Photo-based point labeling data:
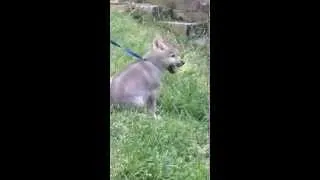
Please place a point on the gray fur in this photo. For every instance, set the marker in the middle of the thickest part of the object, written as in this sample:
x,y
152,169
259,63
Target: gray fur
x,y
139,83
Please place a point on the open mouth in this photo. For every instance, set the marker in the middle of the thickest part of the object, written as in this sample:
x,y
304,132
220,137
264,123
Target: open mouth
x,y
172,68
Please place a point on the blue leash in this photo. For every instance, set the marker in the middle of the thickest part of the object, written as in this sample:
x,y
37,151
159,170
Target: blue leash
x,y
128,51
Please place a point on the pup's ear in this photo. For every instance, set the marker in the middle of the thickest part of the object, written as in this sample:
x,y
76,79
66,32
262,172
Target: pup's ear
x,y
158,44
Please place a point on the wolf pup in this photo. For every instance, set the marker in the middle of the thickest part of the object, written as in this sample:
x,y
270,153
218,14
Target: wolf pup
x,y
139,83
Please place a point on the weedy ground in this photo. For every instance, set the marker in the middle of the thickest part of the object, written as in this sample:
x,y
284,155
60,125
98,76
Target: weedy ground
x,y
176,146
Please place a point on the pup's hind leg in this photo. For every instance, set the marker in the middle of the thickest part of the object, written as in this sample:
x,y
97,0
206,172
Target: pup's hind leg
x,y
152,103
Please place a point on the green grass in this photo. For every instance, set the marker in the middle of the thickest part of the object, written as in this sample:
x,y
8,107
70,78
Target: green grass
x,y
176,146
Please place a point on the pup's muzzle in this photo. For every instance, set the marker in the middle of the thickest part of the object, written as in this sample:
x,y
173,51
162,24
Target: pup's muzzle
x,y
172,68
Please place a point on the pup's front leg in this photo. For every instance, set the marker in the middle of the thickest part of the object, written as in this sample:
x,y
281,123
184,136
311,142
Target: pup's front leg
x,y
151,105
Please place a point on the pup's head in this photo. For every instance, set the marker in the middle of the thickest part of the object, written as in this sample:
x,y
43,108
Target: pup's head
x,y
169,54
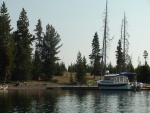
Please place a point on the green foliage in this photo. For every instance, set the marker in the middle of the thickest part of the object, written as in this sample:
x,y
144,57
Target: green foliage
x,y
72,68
143,73
5,43
37,61
71,79
119,57
95,56
80,70
111,68
50,49
130,67
23,39
60,68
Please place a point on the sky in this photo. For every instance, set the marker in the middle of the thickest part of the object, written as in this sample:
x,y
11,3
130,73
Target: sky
x,y
76,21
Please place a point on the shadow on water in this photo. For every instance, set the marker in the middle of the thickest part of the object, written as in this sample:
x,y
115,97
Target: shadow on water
x,y
73,101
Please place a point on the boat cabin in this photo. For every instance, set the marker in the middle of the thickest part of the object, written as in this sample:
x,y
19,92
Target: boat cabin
x,y
116,78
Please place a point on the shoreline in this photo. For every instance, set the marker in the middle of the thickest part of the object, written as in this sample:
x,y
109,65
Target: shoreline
x,y
44,87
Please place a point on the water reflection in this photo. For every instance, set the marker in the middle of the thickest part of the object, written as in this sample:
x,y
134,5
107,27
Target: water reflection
x,y
64,101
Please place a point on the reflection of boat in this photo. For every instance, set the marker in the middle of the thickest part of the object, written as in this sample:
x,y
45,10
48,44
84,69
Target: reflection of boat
x,y
3,87
119,82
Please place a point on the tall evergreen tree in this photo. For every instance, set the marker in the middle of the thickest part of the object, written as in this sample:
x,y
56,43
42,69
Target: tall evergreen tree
x,y
95,55
50,50
37,61
125,41
80,76
119,57
5,43
23,40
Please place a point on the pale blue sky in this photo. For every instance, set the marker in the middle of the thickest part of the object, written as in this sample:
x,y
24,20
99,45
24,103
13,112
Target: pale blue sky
x,y
77,21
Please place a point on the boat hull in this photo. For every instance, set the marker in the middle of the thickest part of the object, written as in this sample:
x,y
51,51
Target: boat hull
x,y
117,86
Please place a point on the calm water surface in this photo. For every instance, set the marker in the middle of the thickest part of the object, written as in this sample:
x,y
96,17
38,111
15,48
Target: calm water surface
x,y
64,101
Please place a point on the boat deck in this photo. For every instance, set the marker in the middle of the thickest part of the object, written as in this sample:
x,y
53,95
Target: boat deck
x,y
82,88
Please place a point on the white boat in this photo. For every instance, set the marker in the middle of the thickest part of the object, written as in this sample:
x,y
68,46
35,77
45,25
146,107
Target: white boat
x,y
119,82
3,87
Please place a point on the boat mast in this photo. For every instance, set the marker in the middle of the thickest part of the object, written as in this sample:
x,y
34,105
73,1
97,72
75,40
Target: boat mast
x,y
105,36
124,39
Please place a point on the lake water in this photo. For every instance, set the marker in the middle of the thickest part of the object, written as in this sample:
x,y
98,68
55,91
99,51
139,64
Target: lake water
x,y
64,101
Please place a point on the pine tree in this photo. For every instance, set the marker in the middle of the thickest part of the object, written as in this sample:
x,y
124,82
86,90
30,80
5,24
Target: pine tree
x,y
95,56
5,43
80,76
119,57
37,61
50,50
23,40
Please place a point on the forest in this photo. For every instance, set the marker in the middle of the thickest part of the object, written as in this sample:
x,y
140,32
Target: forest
x,y
26,56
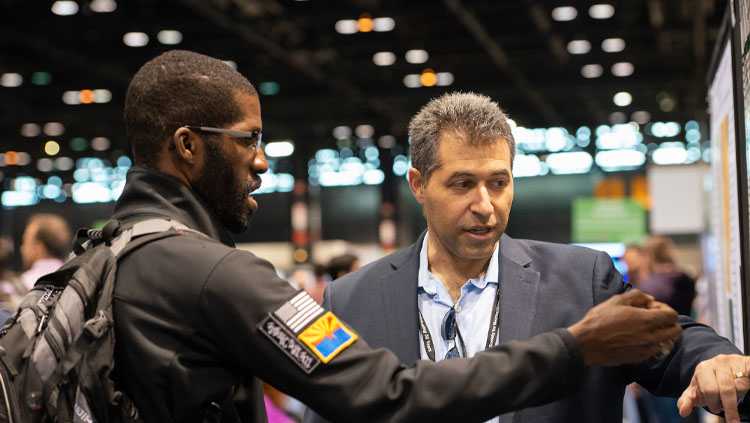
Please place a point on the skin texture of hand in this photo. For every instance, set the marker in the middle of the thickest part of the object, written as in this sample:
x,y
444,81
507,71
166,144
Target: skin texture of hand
x,y
626,329
714,386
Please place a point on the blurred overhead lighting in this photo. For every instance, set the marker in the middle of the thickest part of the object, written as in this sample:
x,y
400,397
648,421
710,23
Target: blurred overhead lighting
x,y
279,149
64,8
579,47
54,129
11,79
135,39
30,130
417,56
641,116
169,37
384,58
364,23
347,26
100,143
103,6
613,45
602,11
444,79
623,69
383,24
41,78
428,78
413,80
342,132
592,71
102,96
622,98
564,13
364,131
51,148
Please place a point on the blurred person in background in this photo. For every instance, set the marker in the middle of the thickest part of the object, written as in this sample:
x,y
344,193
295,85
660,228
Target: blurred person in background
x,y
666,282
342,264
46,243
464,285
636,260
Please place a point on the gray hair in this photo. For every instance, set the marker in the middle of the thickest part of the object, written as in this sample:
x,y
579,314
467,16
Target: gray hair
x,y
474,117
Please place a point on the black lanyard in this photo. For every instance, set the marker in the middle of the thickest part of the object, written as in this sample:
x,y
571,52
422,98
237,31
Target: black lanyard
x,y
429,347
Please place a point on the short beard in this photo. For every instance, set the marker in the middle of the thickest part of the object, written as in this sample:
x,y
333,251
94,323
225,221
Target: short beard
x,y
222,192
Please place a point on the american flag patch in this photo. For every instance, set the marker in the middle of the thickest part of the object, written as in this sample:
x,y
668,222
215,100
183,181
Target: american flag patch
x,y
298,312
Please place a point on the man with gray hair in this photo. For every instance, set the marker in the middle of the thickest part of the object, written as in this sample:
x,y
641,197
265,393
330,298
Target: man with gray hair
x,y
464,286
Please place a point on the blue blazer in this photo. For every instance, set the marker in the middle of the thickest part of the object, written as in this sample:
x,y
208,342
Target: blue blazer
x,y
543,286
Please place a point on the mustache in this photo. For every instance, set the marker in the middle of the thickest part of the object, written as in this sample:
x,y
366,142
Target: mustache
x,y
253,185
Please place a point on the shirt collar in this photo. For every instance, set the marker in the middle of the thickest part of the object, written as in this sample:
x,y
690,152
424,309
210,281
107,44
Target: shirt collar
x,y
428,282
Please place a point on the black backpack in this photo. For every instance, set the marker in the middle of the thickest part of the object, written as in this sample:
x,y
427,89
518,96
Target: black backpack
x,y
57,350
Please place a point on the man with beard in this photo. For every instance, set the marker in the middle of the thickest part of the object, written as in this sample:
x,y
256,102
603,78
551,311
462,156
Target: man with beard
x,y
195,317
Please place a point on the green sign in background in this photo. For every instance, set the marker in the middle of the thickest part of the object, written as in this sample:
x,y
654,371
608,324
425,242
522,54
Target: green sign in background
x,y
608,220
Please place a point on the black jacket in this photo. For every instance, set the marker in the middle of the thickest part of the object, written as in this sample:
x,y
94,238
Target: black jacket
x,y
187,310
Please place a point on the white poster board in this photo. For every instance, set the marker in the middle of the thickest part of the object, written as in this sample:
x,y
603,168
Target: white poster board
x,y
724,204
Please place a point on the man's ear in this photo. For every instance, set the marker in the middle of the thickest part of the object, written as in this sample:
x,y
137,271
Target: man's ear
x,y
417,185
185,144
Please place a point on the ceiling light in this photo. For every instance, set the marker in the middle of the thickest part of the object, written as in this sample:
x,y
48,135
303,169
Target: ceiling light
x,y
364,131
71,97
135,39
641,116
602,11
103,6
579,47
11,79
51,148
347,26
64,8
623,69
30,130
279,148
592,71
613,45
364,23
54,129
444,79
417,56
169,37
564,14
428,78
342,132
622,98
413,80
383,24
384,58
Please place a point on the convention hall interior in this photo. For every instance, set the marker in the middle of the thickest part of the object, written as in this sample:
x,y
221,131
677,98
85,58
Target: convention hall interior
x,y
616,109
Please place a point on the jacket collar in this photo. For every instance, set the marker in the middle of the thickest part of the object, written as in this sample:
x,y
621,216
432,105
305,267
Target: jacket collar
x,y
149,193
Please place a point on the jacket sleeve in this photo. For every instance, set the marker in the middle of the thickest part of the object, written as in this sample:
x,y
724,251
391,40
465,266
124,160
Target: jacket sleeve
x,y
362,384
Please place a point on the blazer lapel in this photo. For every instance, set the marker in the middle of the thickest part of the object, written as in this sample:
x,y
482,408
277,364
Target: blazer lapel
x,y
399,296
518,285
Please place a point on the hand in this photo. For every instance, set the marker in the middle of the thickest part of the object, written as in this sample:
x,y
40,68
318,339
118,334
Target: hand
x,y
626,329
715,386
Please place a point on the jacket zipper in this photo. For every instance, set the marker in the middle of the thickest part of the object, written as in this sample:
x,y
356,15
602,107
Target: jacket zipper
x,y
5,387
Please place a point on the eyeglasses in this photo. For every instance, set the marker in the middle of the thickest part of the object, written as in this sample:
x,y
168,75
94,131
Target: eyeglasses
x,y
448,330
251,138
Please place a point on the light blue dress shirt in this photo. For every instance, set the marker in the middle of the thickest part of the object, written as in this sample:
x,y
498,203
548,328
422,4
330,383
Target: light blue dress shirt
x,y
473,308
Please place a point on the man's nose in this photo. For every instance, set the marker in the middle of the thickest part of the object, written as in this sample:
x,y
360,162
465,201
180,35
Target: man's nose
x,y
260,164
482,202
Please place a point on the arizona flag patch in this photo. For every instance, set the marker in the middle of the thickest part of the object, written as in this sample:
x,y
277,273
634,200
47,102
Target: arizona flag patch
x,y
327,337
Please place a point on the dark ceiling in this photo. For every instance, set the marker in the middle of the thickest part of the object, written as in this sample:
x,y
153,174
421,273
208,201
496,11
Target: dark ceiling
x,y
512,51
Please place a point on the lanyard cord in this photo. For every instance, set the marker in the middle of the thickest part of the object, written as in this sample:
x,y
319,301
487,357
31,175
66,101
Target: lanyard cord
x,y
429,346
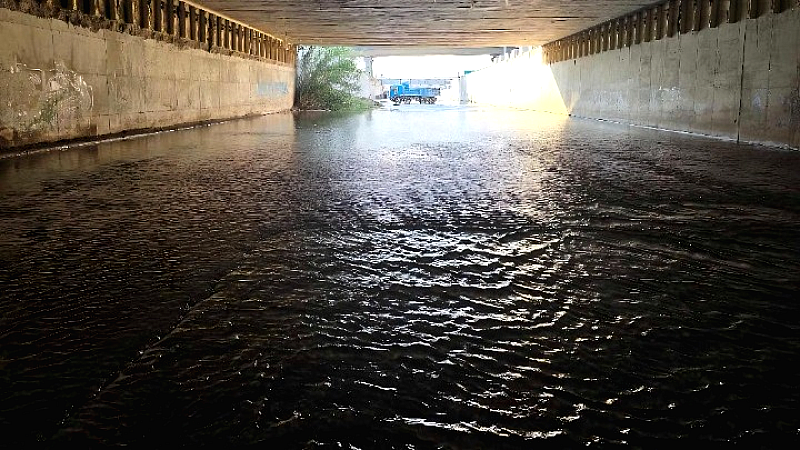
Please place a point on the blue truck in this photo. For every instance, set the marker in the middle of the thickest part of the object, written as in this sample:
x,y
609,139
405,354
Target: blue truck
x,y
402,93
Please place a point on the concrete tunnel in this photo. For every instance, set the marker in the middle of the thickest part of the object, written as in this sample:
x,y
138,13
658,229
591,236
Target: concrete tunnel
x,y
84,69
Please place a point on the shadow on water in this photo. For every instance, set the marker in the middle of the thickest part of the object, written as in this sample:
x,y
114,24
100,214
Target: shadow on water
x,y
426,277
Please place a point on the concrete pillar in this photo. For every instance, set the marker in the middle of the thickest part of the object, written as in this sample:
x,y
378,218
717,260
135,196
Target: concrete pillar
x,y
98,8
629,31
169,17
146,14
203,27
687,16
158,16
703,13
612,34
638,28
191,15
134,12
672,17
714,14
661,21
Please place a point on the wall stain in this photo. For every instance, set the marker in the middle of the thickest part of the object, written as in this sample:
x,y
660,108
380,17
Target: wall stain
x,y
43,98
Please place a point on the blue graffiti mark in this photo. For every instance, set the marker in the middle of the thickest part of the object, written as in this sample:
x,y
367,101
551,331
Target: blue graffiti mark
x,y
272,89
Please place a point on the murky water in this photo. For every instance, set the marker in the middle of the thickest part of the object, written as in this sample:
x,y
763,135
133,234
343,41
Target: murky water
x,y
431,277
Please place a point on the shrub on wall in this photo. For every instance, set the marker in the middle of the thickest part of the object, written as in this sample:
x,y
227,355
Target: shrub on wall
x,y
327,77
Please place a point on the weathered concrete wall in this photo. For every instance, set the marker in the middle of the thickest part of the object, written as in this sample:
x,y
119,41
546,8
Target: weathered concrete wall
x,y
59,81
739,80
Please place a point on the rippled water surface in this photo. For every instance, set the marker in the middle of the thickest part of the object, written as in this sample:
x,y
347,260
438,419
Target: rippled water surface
x,y
430,277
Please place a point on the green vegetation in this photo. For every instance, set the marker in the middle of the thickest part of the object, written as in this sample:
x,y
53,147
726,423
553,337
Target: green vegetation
x,y
327,77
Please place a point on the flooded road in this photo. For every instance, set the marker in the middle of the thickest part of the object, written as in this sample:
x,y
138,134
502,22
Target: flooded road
x,y
428,277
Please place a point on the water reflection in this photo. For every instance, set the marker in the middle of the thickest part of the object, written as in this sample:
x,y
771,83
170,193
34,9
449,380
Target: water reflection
x,y
431,276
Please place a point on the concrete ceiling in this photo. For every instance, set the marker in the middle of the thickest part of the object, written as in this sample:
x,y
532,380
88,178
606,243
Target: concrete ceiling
x,y
423,23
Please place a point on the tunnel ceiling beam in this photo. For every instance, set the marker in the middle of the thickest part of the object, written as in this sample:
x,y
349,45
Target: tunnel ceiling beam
x,y
423,23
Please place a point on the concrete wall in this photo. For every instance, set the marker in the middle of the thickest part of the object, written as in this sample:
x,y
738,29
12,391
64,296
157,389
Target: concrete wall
x,y
59,82
739,80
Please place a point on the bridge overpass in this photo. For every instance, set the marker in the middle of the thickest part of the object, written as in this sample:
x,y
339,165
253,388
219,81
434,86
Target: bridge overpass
x,y
81,69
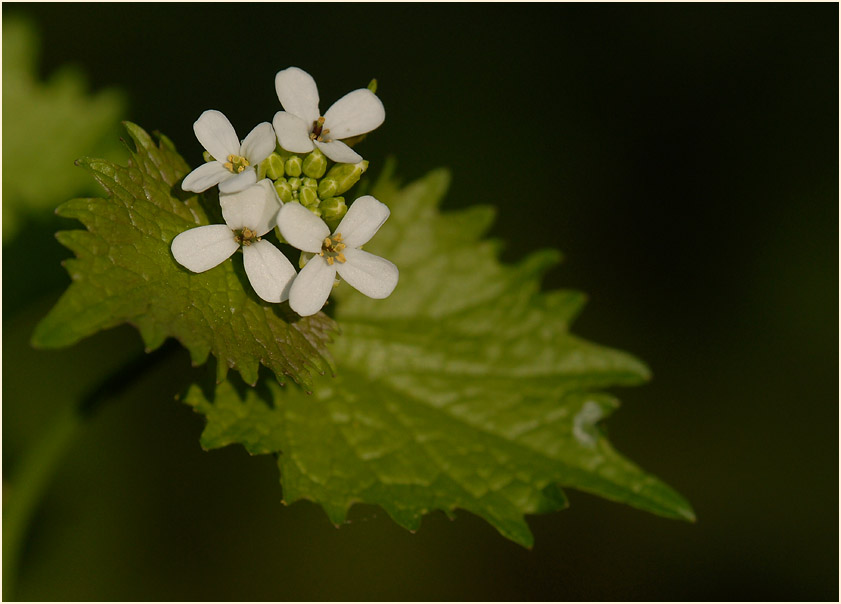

* [DIRECTIONS FOR THIS TASK]:
Rewrite the rows from the line with "Please place a point on the tunnel" up to and including the last line as a JSON list of strings, one string per line, with blank lines left out. Do not include the pictures.

* [REPLY TO THE TASK]:
[
  "Please place a point on the tunnel ceiling beam in this photo. For every instance, set the marker in the middle of the thickest part of the object, written as in this sample:",
  "x,y",
  "349,45",
  "Target: tunnel ceiling beam",
  "x,y",
  "423,23",
  "Please place a point on the concrete wall in this photo. For every instance, set the marker in the middle of the thickest part of the object, written as in this sample:",
  "x,y",
  "738,29",
  "12,391",
  "64,296",
  "157,389",
  "Target: concrete wall",
  "x,y",
  "59,82",
  "739,80",
  "Please place a point on the bridge overpass in this photo. For every instance, set the marker in the middle of the thickest part of the object, written as in this sample:",
  "x,y",
  "339,165",
  "253,388",
  "219,81",
  "434,86",
  "Target: bridge overpass",
  "x,y",
  "81,69"
]